*Records provided:*
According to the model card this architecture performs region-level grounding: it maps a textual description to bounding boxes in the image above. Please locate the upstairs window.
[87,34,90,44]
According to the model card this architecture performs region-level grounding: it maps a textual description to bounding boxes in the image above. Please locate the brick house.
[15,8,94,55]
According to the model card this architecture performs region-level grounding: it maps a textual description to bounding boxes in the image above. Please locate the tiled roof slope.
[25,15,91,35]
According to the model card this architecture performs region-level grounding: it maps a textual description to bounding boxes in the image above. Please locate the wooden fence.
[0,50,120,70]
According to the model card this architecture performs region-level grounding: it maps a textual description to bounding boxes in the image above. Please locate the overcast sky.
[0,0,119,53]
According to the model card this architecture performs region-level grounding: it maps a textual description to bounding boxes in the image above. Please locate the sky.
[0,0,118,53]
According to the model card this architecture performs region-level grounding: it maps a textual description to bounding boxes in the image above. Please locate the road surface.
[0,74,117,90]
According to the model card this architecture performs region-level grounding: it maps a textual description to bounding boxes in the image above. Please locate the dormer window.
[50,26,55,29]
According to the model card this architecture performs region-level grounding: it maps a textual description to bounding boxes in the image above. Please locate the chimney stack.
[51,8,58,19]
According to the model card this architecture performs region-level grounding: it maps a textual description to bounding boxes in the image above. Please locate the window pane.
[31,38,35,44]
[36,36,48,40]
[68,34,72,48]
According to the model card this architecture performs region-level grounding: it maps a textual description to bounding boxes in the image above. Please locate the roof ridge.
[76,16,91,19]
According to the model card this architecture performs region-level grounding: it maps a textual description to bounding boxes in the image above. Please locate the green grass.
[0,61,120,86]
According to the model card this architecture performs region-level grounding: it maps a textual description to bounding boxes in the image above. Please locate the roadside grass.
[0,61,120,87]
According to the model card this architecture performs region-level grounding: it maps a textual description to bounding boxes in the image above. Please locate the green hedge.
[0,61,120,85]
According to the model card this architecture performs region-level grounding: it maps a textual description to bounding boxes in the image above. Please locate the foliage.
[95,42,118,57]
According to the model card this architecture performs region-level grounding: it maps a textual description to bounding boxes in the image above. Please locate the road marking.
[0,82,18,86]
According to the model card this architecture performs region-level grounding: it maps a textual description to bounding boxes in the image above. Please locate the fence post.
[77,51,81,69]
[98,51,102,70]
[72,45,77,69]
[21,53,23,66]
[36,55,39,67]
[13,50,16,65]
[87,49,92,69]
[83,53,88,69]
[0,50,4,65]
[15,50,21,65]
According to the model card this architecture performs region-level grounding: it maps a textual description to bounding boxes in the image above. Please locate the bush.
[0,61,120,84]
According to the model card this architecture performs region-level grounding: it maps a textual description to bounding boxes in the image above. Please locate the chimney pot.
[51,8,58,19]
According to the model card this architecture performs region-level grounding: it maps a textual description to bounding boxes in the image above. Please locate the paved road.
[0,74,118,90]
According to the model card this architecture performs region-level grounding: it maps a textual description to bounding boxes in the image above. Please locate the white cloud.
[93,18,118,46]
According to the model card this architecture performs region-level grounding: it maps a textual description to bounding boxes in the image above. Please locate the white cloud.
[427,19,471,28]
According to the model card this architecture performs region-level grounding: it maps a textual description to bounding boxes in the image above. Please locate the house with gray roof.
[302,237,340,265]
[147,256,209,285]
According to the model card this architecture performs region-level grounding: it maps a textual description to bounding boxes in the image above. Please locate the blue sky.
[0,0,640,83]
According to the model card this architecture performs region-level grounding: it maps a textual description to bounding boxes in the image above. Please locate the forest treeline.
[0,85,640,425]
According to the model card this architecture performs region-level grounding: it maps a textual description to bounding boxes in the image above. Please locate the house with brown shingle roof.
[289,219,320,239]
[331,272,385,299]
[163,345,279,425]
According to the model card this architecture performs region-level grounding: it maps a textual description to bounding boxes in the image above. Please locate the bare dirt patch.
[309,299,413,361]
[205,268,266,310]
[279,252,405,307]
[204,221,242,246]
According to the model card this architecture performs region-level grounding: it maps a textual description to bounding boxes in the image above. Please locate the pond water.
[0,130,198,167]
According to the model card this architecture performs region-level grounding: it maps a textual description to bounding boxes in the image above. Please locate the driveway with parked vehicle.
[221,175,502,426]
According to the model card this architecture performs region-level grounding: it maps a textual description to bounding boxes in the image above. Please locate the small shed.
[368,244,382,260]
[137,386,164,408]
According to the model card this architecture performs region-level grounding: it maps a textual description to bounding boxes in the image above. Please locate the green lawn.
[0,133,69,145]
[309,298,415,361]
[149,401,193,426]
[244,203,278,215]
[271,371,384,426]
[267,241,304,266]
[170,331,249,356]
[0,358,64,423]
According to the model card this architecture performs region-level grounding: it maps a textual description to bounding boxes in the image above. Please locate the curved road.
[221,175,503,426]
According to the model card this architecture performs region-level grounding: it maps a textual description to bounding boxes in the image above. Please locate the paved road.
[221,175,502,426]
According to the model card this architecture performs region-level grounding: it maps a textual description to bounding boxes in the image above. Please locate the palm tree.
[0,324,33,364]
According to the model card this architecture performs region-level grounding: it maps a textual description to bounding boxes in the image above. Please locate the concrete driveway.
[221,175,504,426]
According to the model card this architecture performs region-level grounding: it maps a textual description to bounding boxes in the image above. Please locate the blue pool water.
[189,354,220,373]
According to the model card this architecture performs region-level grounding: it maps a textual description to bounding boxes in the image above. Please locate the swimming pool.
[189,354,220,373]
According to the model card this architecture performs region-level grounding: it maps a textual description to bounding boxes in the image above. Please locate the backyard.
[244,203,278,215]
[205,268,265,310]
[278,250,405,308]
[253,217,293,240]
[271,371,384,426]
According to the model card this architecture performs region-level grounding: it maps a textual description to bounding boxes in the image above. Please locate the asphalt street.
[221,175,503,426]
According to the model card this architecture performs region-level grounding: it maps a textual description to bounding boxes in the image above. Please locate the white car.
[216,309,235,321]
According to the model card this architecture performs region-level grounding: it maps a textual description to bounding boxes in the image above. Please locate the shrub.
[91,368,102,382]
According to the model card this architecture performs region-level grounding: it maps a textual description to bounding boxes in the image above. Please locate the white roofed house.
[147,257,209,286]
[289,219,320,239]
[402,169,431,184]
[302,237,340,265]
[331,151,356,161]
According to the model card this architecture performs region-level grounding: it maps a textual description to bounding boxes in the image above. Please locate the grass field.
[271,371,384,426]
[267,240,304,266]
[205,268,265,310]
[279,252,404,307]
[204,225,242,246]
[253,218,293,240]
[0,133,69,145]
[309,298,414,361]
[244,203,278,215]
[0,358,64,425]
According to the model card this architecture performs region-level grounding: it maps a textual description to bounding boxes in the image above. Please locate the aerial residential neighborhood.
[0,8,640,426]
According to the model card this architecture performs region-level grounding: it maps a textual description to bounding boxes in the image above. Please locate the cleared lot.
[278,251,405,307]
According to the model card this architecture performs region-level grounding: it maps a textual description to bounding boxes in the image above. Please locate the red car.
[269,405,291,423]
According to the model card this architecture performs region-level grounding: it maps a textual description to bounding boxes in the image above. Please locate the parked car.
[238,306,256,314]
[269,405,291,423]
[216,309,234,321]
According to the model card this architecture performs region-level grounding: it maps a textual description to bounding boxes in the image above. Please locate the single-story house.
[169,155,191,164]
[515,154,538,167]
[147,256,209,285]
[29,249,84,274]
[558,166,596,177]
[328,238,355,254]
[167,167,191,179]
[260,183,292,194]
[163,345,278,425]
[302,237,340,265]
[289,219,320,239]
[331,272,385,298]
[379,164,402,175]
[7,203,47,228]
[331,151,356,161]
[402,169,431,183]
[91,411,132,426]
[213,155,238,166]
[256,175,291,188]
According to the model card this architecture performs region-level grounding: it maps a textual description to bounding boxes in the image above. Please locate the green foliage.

*Written request:* Please render every one of the lines above as a Markdown table with two columns, Number for the row number and Line for the line itself, and leave out any blank lines.

*Full solution:*
| Number | Line |
|---|---|
| 1 | According to the model card this architecture performs region-level grounding: it maps a textual description to bounding boxes in the image above. Please locate the upstairs window. |
| 2 | [87,34,90,44] |
| 3 | According to the model card this architecture performs region-level grounding: it maps a textual description to bounding boxes in the image above. Please locate the brick house. |
| 4 | [15,8,94,55] |
| 5 | According to the model card this architecture performs region-level grounding: it maps a textual description to bounding boxes in the image above. Please locate the tiled roof slope. |
| 6 | [25,15,91,35] |
| 7 | According to the model card this architecture performs region-level grounding: it maps a textual description to bounding boxes in the image above. Please locate the wooden fence. |
| 8 | [0,50,120,70] |
| 9 | According to the model card this architecture performs region-level grounding: it maps a textual description to bounding boxes in the image above. Please locate the overcast sky. |
| 10 | [0,0,119,53] |
| 11 | According to the model card this architecture performs region-level grounding: it maps a textual description to bounding boxes in the image above. Please locate the sky. |
| 12 | [0,0,118,53] |
| 13 | According to the model card this architecture performs region-level grounding: it maps a textual description to bounding boxes in the image above. Please locate the road surface. |
| 14 | [0,74,117,90] |
| 15 | According to the model card this architecture performs region-level grounding: it maps a textual description to bounding boxes in the image above. Please locate the dormer window. |
| 16 | [50,26,55,29] |
| 17 | According to the model card this architecture performs region-level grounding: it maps a textual description to bounding boxes in the image above. Please locate the chimney stack. |
| 18 | [51,8,58,19] |
| 19 | According to the model card this architecture performs region-level grounding: it maps a textual description to bounding boxes in the image above. Please locate the window pane. |
| 20 | [31,38,35,44] |
| 21 | [36,36,48,40] |
| 22 | [68,34,72,48] |
| 23 | According to the model card this architecture performs region-level grounding: it maps a textual description to bounding boxes in the image above. Please locate the roof ridge. |
| 24 | [76,16,91,19] |
| 25 | According to the model card this architecture performs region-level grounding: it maps a textual description to bounding boxes in the image above. Please locate the green grass. |
| 26 | [0,61,120,86] |
| 27 | According to the model card this architecture performs region-level grounding: it maps a textual description to bounding boxes in the image above. Please locate the roadside grass. |
| 28 | [0,61,120,87] |
| 29 | According to the model card this architecture performs region-level grounding: it maps a textual description to bounding boxes in the image above. Please locate the green hedge. |
| 30 | [0,61,120,85] |
| 31 | According to the model card this architecture performs region-level grounding: it maps a textual description to bounding boxes in the image above. Please locate the foliage. |
| 32 | [95,42,118,57] |
| 33 | According to the model card this architecture performs region-level grounding: it maps a textual description to bounding boxes in the image above. Please locate the road marking. |
| 34 | [0,82,18,86] |
| 35 | According to the model card this architecture performs region-level grounding: it maps a textual description to bounding boxes in the image above. Please locate the fence post. |
| 36 | [77,51,81,69] |
| 37 | [98,51,102,70] |
| 38 | [72,45,77,69] |
| 39 | [21,53,23,66] |
| 40 | [36,55,39,67] |
| 41 | [13,50,16,65] |
| 42 | [87,49,92,69] |
| 43 | [83,53,88,69] |
| 44 | [0,50,4,65] |
| 45 | [15,50,21,65] |
| 46 | According to the model card this architecture performs region-level grounding: it maps a textual description to bounding boxes in the image above. Please locate the bush. |
| 47 | [0,61,120,84] |
| 48 | According to the model card this architecture performs region-level grounding: it maps a textual description to bounding boxes in the image above. Please locate the chimney pot. |
| 49 | [51,8,58,19] |
| 50 | According to the model card this architecture performs region-level grounding: it maps a textual description to bounding boxes in the image above. Please locate the paved road. |
| 51 | [0,74,118,90] |
| 52 | According to the model card this architecture performs region-level grounding: it maps a textual description to bounding boxes in the image above. Please locate the white cloud. |
| 53 | [93,18,118,46] |
| 54 | According to the model card this architecture performs region-level grounding: it maps a textual description to bounding boxes in the image above. Please locate the white cloud. |
| 55 | [427,19,471,28] |
| 56 | According to the model card this architecture performs region-level grounding: it maps a textual description to bounding boxes in the image above. Please locate the house with gray roof. |
| 57 | [302,237,340,265] |
| 58 | [147,256,209,285] |
| 59 | According to the model card this architecture performs region-level grounding: it maps a textual description to bounding boxes in the image above. Please locate the blue sky. |
| 60 | [0,0,640,83] |
| 61 | According to the model card this architecture performs region-level grounding: it maps a textual description to bounding boxes in the image above. Please locate the forest treeline. |
| 62 | [0,85,640,425] |
| 63 | According to the model card this architecture performs region-level grounding: it maps a textual description to bounding boxes in the image above. Please locate the house with brown shingle roof. |
| 64 | [289,219,320,239] |
| 65 | [331,272,385,299] |
| 66 | [163,345,279,425] |
| 67 | According to the model card this architecture performs region-level grounding: it maps a textual description to bounding boxes in the image above. Please locate the bare dirt patch. |
| 68 | [309,299,413,361] |
| 69 | [205,268,266,310] |
| 70 | [279,252,405,307] |
| 71 | [204,221,242,246] |
| 72 | According to the model card this architecture performs region-level grounding: it maps a textual description to bounding boxes in the image above. Please locate the pond water. |
| 73 | [0,130,198,167] |
| 74 | According to the model card this architecture performs region-level grounding: it maps a textual description to bounding boxes in the image above. Please locate the driveway with parked vehicle. |
| 75 | [221,175,502,426] |
| 76 | According to the model card this architecture performs region-level grounding: it maps a textual description to bounding boxes in the image above. Please locate the small shed. |
| 77 | [368,244,382,260] |
| 78 | [137,386,164,408] |
| 79 | According to the model card this architecture performs region-level grounding: it maps a textual description to bounding boxes in the image above. Please locate the green lawn. |
| 80 | [0,133,69,145] |
| 81 | [309,298,415,361] |
| 82 | [149,401,193,426] |
| 83 | [244,203,278,215] |
| 84 | [271,371,384,426] |
| 85 | [267,241,304,266] |
| 86 | [170,331,249,356] |
| 87 | [0,358,64,423] |
| 88 | According to the model card this architecture performs region-level grounding: it maps a textual description to bounding boxes in the image above. Please locate the curved road. |
| 89 | [221,175,503,426] |
| 90 | According to the model card this architecture performs region-level grounding: it maps a textual description to bounding boxes in the image above. Please locate the paved road. |
| 91 | [221,175,502,426] |
| 92 | According to the model card this architecture performs region-level grounding: it maps a textual description to bounding boxes in the image above. Please locate the palm tree. |
| 93 | [0,324,33,364] |
| 94 | According to the model card this architecture performs region-level grounding: it maps a textual description to bounding boxes in the image above. Please locate the concrete driveway. |
| 95 | [221,175,504,426] |
| 96 | According to the model card this architecture performs region-level grounding: it maps a textual description to bounding boxes in the image above. Please locate the blue pool water. |
| 97 | [189,354,220,373] |
| 98 | According to the model card this architecture performs region-level grounding: it maps a textual description to bounding boxes in the image above. Please locate the swimming pool. |
| 99 | [189,354,220,373] |
| 100 | According to the model card this architecture performs region-level grounding: it maps a textual description to bounding boxes in the image above. Please locate the backyard. |
| 101 | [244,203,278,215] |
| 102 | [205,268,265,310] |
| 103 | [278,250,405,308] |
| 104 | [253,217,293,240] |
| 105 | [271,371,384,426] |
| 106 | According to the model card this architecture performs region-level grounding: it maps a textual description to bounding boxes in the image above. Please locate the asphalt street. |
| 107 | [221,175,503,426] |
| 108 | According to the model card this architecture performs region-level grounding: it maps a textual description to bounding boxes in the image above. Please locate the white car. |
| 109 | [216,309,235,321] |
| 110 | According to the model card this architecture performs region-level grounding: it maps a textual description to bounding boxes in the image above. Please locate the shrub. |
| 111 | [91,368,102,382] |
| 112 | According to the model card this architecture performs region-level grounding: it maps a textual description to bounding boxes in the image above. Please locate the white roofed house. |
| 113 | [147,257,209,286] |
| 114 | [289,219,320,239] |
| 115 | [402,169,431,184] |
| 116 | [302,237,340,265] |
| 117 | [331,151,356,161] |
| 118 | According to the model card this architecture performs region-level grounding: it maps a textual description to bounding boxes in the image above. Please locate the grass field. |
| 119 | [271,371,384,426] |
| 120 | [267,240,304,266] |
| 121 | [205,268,265,310] |
| 122 | [279,252,404,307] |
| 123 | [204,225,242,246] |
| 124 | [253,218,293,240] |
| 125 | [0,133,69,145] |
| 126 | [309,298,414,361] |
| 127 | [244,203,278,215] |
| 128 | [0,358,64,425] |
| 129 | According to the model card this architecture performs region-level grounding: it maps a textual description to bounding boxes in the image above. Please locate the aerial residential neighborhood. |
| 130 | [0,8,640,426] |
| 131 | According to the model card this architecture performs region-level grounding: it maps a textual description to bounding boxes in the image above. Please locate the cleared lot. |
| 132 | [278,251,405,307] |
| 133 | According to the model card this architecture performs region-level grounding: it maps a textual description to bounding boxes in the image above. Please locate the red car. |
| 134 | [269,405,291,423] |
| 135 | According to the model card this architecture performs region-level grounding: it maps a textual description to bounding boxes in the image above. Please locate the parked car. |
| 136 | [238,306,256,314] |
| 137 | [269,405,291,423] |
| 138 | [216,309,234,321] |
| 139 | According to the model card this architecture performs region-level grounding: it maps a textual description to bounding boxes in the image above. Please locate the single-story house. |
| 140 | [169,155,191,164] |
| 141 | [515,154,538,167] |
| 142 | [147,256,209,285] |
| 143 | [29,249,84,274] |
| 144 | [558,166,596,177] |
| 145 | [328,238,355,254] |
| 146 | [167,167,191,179] |
| 147 | [260,183,292,194] |
| 148 | [163,345,278,425] |
| 149 | [302,237,340,265] |
| 150 | [289,219,320,239] |
| 151 | [331,272,385,298] |
| 152 | [379,164,402,175] |
| 153 | [7,203,47,228] |
| 154 | [331,151,356,161] |
| 155 | [402,169,431,183] |
| 156 | [91,411,132,426] |
| 157 | [213,155,238,166] |
| 158 | [256,175,291,188] |
| 159 | According to the model card this architecture performs region-level grounding: it maps a textual description to bounding boxes in the image above. Please locate the green foliage. |